Required work. Return only this: the line with "Please put a point on the checkered" and all the lines that follow it below, through the final one, exactly as they are.

Recorded data.
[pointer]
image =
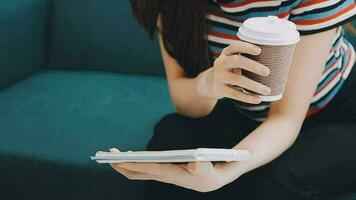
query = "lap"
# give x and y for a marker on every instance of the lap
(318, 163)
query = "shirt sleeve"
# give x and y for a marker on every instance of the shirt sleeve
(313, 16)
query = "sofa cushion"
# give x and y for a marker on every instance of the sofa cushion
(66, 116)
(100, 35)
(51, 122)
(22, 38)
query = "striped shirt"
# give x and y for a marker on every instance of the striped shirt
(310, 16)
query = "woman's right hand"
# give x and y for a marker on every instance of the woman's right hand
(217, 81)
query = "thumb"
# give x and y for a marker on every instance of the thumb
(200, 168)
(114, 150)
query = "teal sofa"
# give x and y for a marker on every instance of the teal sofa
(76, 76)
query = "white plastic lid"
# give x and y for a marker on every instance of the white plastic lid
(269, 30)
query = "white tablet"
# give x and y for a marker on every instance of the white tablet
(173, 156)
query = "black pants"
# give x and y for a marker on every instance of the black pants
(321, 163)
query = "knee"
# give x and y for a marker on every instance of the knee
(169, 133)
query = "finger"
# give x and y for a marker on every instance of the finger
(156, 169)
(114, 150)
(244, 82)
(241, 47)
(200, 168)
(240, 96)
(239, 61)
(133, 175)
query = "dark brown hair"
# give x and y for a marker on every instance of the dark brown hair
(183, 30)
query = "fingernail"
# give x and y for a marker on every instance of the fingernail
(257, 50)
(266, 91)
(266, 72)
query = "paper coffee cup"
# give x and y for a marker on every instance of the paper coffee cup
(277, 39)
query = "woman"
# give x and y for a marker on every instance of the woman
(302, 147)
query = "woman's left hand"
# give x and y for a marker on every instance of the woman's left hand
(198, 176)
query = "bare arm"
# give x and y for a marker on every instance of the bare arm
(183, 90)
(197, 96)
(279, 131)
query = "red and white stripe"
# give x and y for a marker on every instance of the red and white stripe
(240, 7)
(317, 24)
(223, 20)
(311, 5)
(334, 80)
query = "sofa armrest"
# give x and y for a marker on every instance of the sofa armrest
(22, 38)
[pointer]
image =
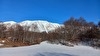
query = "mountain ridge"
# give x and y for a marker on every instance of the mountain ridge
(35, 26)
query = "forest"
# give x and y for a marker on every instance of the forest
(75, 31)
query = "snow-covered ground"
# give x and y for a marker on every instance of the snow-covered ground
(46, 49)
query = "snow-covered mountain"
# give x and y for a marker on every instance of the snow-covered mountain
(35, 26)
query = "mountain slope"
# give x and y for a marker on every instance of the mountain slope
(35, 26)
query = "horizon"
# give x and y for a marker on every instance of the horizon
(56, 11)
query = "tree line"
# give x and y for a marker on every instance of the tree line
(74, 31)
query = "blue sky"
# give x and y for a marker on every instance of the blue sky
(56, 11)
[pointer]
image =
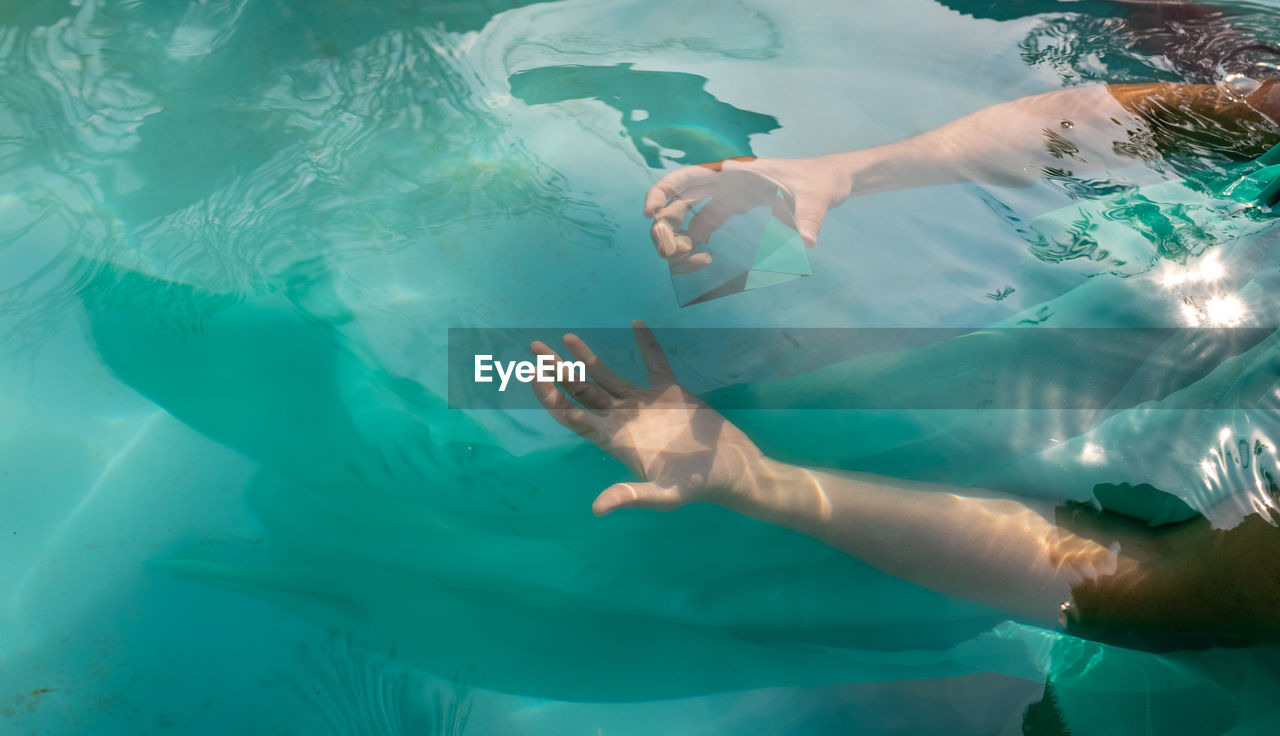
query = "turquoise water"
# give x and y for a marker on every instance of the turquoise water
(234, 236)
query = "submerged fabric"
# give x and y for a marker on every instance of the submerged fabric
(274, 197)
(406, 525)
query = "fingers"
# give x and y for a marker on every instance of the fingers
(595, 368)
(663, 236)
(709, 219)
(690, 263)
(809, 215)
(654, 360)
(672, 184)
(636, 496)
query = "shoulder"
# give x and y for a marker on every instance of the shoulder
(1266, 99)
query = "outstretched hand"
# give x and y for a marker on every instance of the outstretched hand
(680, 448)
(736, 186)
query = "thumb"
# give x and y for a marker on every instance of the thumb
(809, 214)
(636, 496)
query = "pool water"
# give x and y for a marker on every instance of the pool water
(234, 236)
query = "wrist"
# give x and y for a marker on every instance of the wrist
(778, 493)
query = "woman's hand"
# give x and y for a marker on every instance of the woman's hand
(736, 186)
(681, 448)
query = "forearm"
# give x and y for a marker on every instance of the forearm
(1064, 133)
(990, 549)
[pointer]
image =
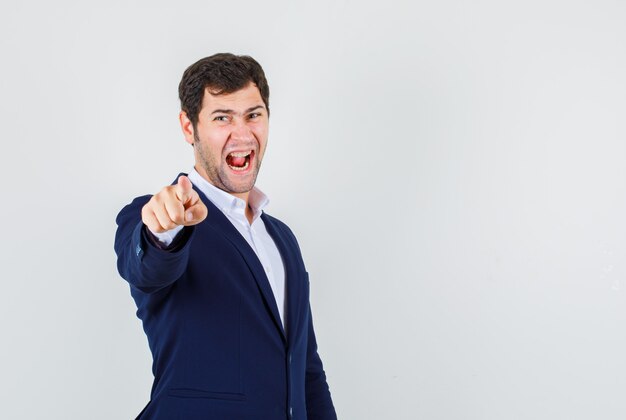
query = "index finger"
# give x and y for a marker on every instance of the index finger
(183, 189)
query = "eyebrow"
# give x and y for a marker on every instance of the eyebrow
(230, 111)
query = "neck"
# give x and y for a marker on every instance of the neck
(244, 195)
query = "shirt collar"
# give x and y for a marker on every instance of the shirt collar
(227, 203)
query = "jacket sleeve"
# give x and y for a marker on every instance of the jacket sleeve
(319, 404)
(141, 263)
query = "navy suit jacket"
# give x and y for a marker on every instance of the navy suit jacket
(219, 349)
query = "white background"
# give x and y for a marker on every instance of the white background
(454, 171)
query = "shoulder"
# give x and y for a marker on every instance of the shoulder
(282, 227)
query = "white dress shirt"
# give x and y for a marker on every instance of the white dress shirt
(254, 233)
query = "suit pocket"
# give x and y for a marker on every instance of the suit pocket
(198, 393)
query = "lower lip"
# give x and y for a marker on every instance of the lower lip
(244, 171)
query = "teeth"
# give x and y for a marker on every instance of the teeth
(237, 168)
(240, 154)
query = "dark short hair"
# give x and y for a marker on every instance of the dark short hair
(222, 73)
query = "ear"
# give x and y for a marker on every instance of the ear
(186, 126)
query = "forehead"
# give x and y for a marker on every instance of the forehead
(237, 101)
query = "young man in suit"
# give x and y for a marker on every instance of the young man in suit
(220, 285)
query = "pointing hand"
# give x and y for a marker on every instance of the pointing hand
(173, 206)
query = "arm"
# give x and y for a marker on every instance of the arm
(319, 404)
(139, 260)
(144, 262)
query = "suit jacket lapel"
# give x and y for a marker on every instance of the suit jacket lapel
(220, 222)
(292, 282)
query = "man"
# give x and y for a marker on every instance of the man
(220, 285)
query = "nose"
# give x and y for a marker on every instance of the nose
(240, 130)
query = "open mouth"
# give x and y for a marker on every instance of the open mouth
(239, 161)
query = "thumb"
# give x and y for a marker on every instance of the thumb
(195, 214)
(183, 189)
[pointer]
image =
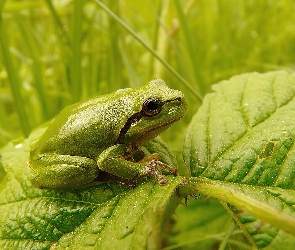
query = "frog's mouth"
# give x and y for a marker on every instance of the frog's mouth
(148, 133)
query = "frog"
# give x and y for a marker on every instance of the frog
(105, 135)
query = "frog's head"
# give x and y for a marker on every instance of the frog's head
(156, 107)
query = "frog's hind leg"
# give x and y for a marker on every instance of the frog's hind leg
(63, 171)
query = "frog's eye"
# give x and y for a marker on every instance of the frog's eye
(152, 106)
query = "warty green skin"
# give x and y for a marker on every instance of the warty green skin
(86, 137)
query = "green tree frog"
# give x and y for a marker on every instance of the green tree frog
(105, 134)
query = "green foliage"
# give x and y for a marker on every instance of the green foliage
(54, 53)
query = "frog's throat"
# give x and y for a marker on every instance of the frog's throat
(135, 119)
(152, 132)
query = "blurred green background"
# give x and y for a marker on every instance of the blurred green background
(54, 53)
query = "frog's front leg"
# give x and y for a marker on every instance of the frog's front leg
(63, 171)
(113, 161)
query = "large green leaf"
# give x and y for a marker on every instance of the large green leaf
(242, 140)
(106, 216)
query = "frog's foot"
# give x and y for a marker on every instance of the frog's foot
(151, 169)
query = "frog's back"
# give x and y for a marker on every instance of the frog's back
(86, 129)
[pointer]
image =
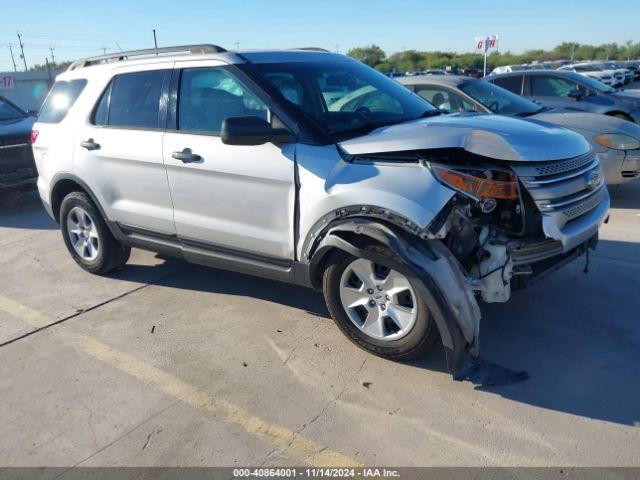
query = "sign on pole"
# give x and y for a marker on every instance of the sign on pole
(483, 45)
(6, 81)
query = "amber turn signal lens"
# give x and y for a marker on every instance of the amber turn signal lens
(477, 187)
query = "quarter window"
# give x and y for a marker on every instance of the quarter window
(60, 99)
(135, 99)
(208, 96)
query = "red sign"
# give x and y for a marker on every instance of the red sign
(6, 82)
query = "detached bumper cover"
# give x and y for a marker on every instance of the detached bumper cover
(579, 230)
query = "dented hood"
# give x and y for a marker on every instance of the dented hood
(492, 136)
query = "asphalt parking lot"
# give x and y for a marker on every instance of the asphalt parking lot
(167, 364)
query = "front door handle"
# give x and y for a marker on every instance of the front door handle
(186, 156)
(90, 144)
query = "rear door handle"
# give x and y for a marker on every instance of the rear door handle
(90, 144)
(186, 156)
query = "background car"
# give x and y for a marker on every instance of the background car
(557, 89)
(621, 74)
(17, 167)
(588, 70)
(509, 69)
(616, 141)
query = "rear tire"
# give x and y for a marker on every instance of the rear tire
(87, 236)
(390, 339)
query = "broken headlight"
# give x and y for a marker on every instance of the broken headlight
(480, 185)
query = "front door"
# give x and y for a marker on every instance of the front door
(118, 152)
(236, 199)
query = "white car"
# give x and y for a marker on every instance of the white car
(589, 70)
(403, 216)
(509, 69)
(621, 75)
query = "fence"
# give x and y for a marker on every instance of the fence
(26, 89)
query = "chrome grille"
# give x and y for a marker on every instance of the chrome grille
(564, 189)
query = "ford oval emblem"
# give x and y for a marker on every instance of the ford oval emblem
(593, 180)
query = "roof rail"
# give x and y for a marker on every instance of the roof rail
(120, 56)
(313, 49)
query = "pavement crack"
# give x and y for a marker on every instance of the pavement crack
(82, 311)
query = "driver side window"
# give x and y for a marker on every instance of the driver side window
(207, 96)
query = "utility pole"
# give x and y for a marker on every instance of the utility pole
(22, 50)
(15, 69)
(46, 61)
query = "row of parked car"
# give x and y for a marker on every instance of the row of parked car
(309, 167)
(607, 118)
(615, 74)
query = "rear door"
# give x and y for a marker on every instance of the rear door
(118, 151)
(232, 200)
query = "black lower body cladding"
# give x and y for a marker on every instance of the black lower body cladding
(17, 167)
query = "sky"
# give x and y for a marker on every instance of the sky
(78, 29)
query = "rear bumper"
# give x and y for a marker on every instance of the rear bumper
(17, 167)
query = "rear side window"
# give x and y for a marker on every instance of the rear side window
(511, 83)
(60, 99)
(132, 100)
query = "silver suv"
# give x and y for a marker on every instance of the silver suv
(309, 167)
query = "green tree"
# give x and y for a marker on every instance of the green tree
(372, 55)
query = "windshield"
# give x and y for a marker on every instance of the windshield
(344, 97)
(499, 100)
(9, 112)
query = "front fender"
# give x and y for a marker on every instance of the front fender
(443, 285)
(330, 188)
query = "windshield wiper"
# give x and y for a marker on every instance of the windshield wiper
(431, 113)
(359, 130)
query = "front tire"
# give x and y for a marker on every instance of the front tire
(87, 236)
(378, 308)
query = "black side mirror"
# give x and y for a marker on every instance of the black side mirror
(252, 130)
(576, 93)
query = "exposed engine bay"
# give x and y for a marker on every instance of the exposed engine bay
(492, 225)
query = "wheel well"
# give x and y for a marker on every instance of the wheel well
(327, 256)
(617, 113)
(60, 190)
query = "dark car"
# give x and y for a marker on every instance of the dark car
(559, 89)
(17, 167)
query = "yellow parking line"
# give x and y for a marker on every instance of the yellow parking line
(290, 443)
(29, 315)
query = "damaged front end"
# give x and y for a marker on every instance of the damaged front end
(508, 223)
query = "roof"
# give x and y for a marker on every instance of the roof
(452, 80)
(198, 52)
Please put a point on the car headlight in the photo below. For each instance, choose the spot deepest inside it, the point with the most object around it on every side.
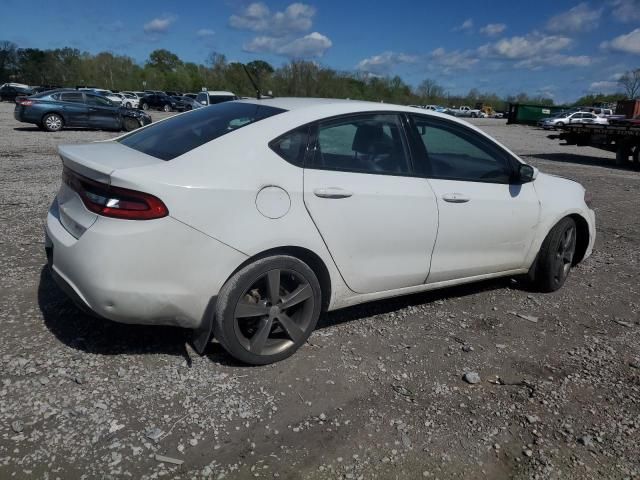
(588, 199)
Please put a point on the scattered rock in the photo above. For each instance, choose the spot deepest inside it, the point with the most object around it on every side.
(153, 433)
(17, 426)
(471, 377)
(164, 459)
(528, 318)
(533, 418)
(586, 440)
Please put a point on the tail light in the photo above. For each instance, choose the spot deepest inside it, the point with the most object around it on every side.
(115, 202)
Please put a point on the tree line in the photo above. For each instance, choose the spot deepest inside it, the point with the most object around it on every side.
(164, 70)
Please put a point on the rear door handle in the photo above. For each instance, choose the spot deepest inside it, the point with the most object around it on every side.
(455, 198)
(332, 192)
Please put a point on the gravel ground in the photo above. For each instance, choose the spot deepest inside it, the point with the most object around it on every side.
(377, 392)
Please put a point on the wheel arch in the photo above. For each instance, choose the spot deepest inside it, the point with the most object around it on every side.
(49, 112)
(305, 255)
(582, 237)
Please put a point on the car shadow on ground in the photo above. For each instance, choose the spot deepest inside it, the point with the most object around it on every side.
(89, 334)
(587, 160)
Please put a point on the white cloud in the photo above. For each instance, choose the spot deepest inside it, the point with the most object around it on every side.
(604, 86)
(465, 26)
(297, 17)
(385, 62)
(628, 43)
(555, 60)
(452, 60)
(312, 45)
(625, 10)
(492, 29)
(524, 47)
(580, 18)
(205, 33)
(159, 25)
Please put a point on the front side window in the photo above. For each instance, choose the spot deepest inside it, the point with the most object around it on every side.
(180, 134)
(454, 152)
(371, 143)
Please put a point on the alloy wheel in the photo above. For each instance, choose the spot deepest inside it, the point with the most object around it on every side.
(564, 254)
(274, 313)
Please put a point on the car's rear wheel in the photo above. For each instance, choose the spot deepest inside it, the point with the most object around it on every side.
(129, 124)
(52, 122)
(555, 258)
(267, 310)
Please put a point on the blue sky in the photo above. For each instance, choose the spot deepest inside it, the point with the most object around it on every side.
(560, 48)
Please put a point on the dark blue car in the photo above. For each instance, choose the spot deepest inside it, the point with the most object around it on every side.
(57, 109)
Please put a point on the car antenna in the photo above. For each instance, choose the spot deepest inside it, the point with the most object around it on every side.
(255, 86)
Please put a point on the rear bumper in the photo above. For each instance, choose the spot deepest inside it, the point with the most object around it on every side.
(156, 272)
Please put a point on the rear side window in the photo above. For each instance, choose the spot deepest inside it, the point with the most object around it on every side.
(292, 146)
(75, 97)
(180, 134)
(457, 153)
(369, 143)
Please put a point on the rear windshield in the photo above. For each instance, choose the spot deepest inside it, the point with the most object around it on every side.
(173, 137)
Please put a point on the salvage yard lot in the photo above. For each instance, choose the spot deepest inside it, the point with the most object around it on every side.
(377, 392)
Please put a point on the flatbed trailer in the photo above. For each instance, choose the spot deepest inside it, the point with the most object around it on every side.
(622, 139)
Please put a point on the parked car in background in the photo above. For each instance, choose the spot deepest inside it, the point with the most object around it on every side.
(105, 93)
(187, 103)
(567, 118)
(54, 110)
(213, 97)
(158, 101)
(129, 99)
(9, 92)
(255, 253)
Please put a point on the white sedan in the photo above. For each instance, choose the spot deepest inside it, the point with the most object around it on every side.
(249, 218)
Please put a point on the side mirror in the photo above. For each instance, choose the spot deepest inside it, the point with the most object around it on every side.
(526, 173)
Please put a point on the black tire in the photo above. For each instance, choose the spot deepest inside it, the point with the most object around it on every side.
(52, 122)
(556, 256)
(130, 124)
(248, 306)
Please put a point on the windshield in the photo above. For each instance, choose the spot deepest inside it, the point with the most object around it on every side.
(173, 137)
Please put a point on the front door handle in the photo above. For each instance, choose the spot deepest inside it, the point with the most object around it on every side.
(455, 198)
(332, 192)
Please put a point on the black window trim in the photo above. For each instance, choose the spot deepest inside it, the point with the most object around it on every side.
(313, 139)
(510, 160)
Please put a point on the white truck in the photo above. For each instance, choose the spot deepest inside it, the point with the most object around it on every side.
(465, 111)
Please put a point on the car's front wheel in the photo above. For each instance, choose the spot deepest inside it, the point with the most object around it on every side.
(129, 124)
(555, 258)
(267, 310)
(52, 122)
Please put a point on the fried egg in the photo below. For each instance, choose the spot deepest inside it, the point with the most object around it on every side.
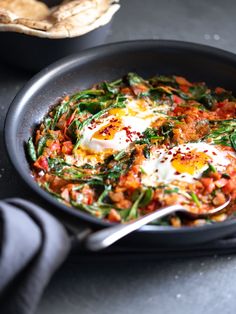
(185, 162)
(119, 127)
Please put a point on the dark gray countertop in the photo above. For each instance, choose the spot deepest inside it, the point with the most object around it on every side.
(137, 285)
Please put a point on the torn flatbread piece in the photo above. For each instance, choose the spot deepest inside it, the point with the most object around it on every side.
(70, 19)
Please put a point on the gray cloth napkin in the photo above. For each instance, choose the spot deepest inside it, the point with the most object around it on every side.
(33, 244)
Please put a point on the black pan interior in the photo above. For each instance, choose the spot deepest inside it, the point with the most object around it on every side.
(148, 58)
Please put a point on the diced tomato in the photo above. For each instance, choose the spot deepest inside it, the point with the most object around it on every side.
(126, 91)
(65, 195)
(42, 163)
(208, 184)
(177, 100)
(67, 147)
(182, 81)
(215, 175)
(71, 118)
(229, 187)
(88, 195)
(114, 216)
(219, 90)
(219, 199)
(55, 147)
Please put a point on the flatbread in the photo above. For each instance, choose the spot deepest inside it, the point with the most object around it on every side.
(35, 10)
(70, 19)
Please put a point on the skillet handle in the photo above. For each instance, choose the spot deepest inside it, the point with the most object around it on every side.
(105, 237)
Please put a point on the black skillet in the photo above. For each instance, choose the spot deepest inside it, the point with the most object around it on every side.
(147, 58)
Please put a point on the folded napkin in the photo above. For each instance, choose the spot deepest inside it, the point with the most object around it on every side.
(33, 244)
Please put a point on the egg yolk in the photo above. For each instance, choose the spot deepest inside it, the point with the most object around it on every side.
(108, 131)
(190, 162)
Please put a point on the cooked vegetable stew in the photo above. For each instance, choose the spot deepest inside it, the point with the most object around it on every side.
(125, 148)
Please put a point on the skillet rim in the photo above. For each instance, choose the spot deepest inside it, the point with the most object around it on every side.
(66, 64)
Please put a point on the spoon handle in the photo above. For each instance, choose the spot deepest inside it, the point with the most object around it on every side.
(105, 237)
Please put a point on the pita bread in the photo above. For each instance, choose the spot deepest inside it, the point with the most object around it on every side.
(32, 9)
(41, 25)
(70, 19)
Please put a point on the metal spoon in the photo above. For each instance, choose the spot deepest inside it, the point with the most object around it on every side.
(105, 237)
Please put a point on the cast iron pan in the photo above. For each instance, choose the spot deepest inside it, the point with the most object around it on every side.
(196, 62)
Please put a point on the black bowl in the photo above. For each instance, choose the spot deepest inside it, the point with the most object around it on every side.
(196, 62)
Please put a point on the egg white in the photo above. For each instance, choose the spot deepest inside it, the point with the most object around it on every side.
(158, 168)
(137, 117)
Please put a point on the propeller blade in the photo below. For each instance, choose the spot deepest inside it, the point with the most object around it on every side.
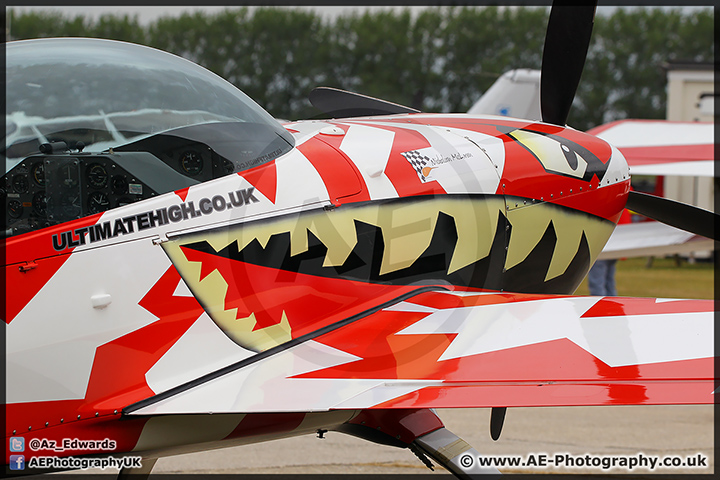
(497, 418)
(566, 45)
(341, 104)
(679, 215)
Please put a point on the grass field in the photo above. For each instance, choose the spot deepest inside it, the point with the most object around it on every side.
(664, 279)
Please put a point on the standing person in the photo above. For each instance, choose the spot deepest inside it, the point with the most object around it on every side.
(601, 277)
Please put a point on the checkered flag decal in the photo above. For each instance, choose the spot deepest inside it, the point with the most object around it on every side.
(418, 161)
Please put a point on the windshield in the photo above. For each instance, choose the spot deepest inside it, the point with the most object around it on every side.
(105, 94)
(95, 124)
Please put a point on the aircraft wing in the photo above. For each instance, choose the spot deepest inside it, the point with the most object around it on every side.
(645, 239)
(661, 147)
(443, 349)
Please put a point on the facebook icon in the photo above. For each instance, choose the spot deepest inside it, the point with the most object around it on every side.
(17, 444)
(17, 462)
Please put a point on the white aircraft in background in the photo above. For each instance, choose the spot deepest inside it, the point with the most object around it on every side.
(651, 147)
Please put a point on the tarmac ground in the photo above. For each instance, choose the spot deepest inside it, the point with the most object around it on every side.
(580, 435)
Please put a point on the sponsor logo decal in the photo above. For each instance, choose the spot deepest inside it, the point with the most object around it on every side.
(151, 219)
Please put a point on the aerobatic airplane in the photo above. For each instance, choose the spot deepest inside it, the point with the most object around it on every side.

Task answer.
Please put a point on the checkered flag decal in the photo above. For each instance, choose the spot deepest inside it, the point with the most object around it on every side.
(418, 161)
Please put a point on the windshield in the photo above. For each instance, choose the spot deepest inside it, the point with the most object around it on every side.
(105, 94)
(95, 124)
Please put a point on the aircraft wing in the photo above. For each instance, choose the spot deepest inside it, the point with the most object around it on every side.
(645, 239)
(661, 147)
(443, 349)
Please put a point on the facebook icon in the photo above. For each instance, choose the spot deepest inside it, the point with the most object around it on every side.
(17, 444)
(17, 462)
Please put a point on the white aircraft in background in the photo above. For each instance, choose the spot deepest inside it, the point with the most object around it on every side.
(651, 147)
Please put a point on the tarmac ground in the photo above. For each instance, choose the spot deepest inside it, the point with the most object around it on every side.
(580, 435)
Please put a point on the sponsor logo decal in the photo above. For each instance, choose the spot deepest inside it, the point with the most object around it on every side.
(151, 219)
Please put a point on the aerobatic airplane in the photo above. For each instance, choose the spot deepest inside it, the point with the most object around it on every side.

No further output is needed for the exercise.